#### [ASSIGNED TASK]
For every record, give an exact copy that has no pictures in it.

=== GIVEN RECORDS ===

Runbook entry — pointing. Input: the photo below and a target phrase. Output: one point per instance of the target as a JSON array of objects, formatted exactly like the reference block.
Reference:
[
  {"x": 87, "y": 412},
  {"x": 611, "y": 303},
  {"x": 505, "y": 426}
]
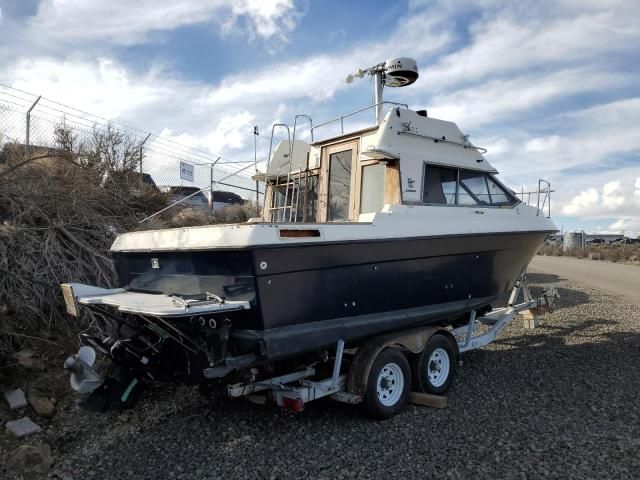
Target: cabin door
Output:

===

#### [TASK ANSWER]
Runbook entry — pointing. Input: the photo below and a target phrase. Output: one point per instance of the target as a JSON array of objects, formatted exactly like the reference block.
Reference:
[
  {"x": 87, "y": 412},
  {"x": 611, "y": 303},
  {"x": 505, "y": 426}
]
Target: cabin door
Output:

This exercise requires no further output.